Had there been any doubt in my mind about the most important issues facing the world, it would have been dispelled yesterday morning by what I heard on CBC Radio. The Current is more than just a saucy, growling intro from The Voice, and before 9 am I had heard from two of the greatest voices of advocacy and awareness that Canada, that anyplace, has ever had: David Suzuki and Stephen Lewis. When these two get together, what do they talk about?

(Allow me to pause and hereby notify the Nobel people. For all his eloquent education and pleading and all that he has given to those suffering through the Great Pandemic in Africa, the former U.N. Special Envoy for AIDS in Africa has my nomination for the next Nobel Peace Prize. Mr. Lewis should be the second Canadian¹ to join a club that includes Mandela, Teresa, King, Schweitzer and Matthai. The Peace Prize has been awarded since 1901, and will be until, well, until we have world peace, I suppose, but even then there will be milestones and heroes who bring ingenuity, progress and life to the world once war has been politically restrained or banished.)

Image point grounding data:
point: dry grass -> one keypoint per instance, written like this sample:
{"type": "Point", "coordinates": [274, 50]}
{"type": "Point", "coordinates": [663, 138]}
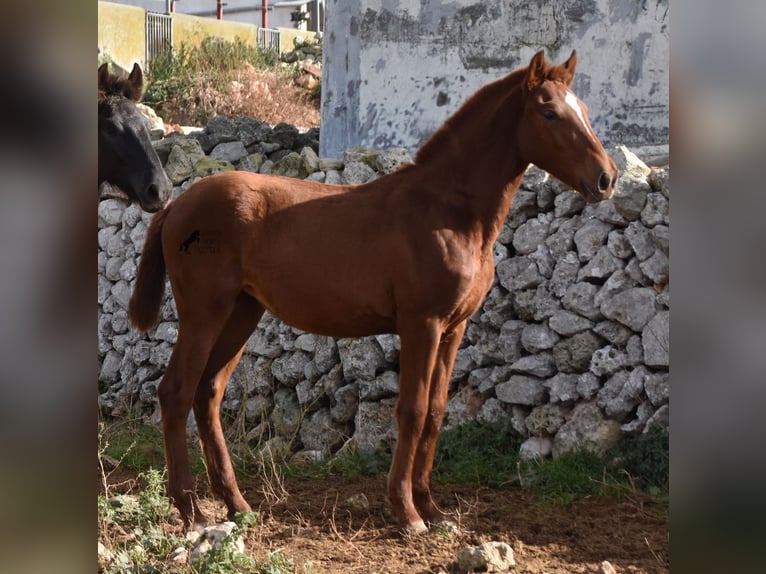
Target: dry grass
{"type": "Point", "coordinates": [268, 95]}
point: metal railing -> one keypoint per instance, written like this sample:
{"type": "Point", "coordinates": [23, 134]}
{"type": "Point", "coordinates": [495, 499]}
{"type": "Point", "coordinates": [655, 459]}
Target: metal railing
{"type": "Point", "coordinates": [159, 35]}
{"type": "Point", "coordinates": [268, 39]}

> _Assigned task A_:
Rewrite the paragraph of the commentary on David Suzuki and Stephen Lewis that begins "Had there been any doubt" in a shorter form that keeps its main facts.
> _Assigned task B_:
Write the next part of the commentary on David Suzuki and Stephen Lewis, picking up after its final paragraph.

> _Task answer A_:
Yesterday morning, CBC Radio's The Current dispelled any doubt I had about the world's most important issues. Before 9 am it featured David Suzuki and Stephen Lewis, two of the greatest voices of advocacy and awareness that Canada, or anyplace, has ever had. What do the two talk about when they get together?

> _Task answer B_:
These particular warriors of peace didn’t have long on the air, but as it so often is these days – and this is a good thing – climate change was the subject. David Suzuki, of course, was far ahead of the public curve on climate change, and has been a passionate defender of the environment for decades. His current campaign has him flying around the country (and, be assured, buying carbon offsets for all that plane travel) asking Canadians what they’d do if they were Prime Minister. Something I hadn’t known was that the first climate conference in 1988 – instigated by the Mulroney government and gathering scientists and leaders from around the world – was chaired by Stephen Lewis. This was several years before the famous Kyoto meeting and the Protocol that resulted from it, and Suzuki and Lewis were blunt and indignant: If we had done what we said we were going to do then, we wouldn’t be in the bloody mess we are today!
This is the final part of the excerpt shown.